- [TASK INSTRUCTIONS] Convert every line of the rows below into a Markdown table with the columns Index and Entry: Index holds a running number and Entry holds the line. Omit blank lines.

- [INPUT]
########

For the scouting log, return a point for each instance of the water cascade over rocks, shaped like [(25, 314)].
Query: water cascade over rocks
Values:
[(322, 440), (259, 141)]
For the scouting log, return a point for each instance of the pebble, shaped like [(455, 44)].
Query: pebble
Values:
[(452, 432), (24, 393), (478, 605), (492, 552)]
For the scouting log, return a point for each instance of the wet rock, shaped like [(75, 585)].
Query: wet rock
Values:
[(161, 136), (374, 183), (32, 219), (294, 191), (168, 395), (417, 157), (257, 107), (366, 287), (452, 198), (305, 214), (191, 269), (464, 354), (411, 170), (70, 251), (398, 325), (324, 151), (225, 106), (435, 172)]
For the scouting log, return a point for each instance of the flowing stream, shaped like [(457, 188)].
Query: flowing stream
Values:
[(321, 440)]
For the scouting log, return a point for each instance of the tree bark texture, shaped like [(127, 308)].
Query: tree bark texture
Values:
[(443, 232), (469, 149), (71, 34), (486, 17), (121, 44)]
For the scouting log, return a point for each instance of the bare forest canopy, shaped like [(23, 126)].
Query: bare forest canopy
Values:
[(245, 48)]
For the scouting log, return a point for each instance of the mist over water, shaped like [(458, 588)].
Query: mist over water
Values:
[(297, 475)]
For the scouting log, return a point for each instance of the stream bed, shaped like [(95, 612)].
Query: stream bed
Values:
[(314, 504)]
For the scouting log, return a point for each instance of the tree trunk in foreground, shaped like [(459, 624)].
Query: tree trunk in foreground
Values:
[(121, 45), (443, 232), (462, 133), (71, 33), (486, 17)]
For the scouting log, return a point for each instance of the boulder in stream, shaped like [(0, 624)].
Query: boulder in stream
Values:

########

- [ANSWER TO THE PROBLEM]
| Index | Entry |
|---|---|
| 1 | For the scouting log, return a point for each instance of the water cascade over rocks, shaped like [(25, 314)]. |
| 2 | Query: water cascade over rocks |
| 3 | Values: |
| 4 | [(322, 440), (259, 141)] |
| 5 | For the scouting log, return a point for each instance of the pebble, shaped like [(455, 44)]. |
| 6 | Query: pebble |
| 7 | Values: |
| 8 | [(452, 432), (24, 393), (478, 605), (492, 552)] |
| 9 | For the scouting log, return a point for each instance of the wet rock, shaped like [(75, 585)]. |
| 10 | Query: wet rock |
| 11 | Values: |
| 12 | [(161, 136), (374, 183), (32, 219), (294, 191), (168, 395), (417, 157), (257, 107), (366, 287), (452, 198), (305, 214), (191, 269), (464, 354), (411, 170), (70, 251), (398, 325), (324, 151), (225, 106), (435, 172)] |
| 13 | For the scouting log, return a point for each instance of the flowing stream, shaped like [(457, 188)]. |
| 14 | Query: flowing stream |
| 15 | Values: |
| 16 | [(321, 440)] |
| 17 | For the scouting log, return a point for each instance of the tree bark texture, shaped like [(127, 308)]. |
| 18 | Query: tree bark texture |
| 19 | Values: |
| 20 | [(443, 232), (469, 149), (71, 34), (486, 17), (121, 44)] |
| 21 | For the scouting log, return a point for each instance of the bare forest canopy, shaped like [(23, 126)]. |
| 22 | Query: bare forest canopy |
| 23 | Values: |
| 24 | [(245, 48)] |
| 25 | For the scouting log, return a point for each instance of the mist over water, shaped like [(458, 588)]. |
| 26 | Query: mist over water |
| 27 | Values: |
| 28 | [(297, 475)] |
| 29 | For the scouting log, return a point for each instance of the stream bed, shaped like [(95, 612)]. |
| 30 | Query: stream bed |
| 31 | Values: |
| 32 | [(314, 504)] |
| 33 | For the scouting log, return a point for each instance of the tree trunk in foreground, shaped like [(459, 624)]. |
| 34 | Query: tree trunk in foreground |
| 35 | Values: |
| 36 | [(121, 45), (443, 232), (462, 133), (71, 33), (486, 17)] |
| 37 | For the scouting log, return a point for each instance of the boulder in stream, shaped like [(0, 624)]. |
| 38 | Query: boulder in stream |
| 39 | Values: |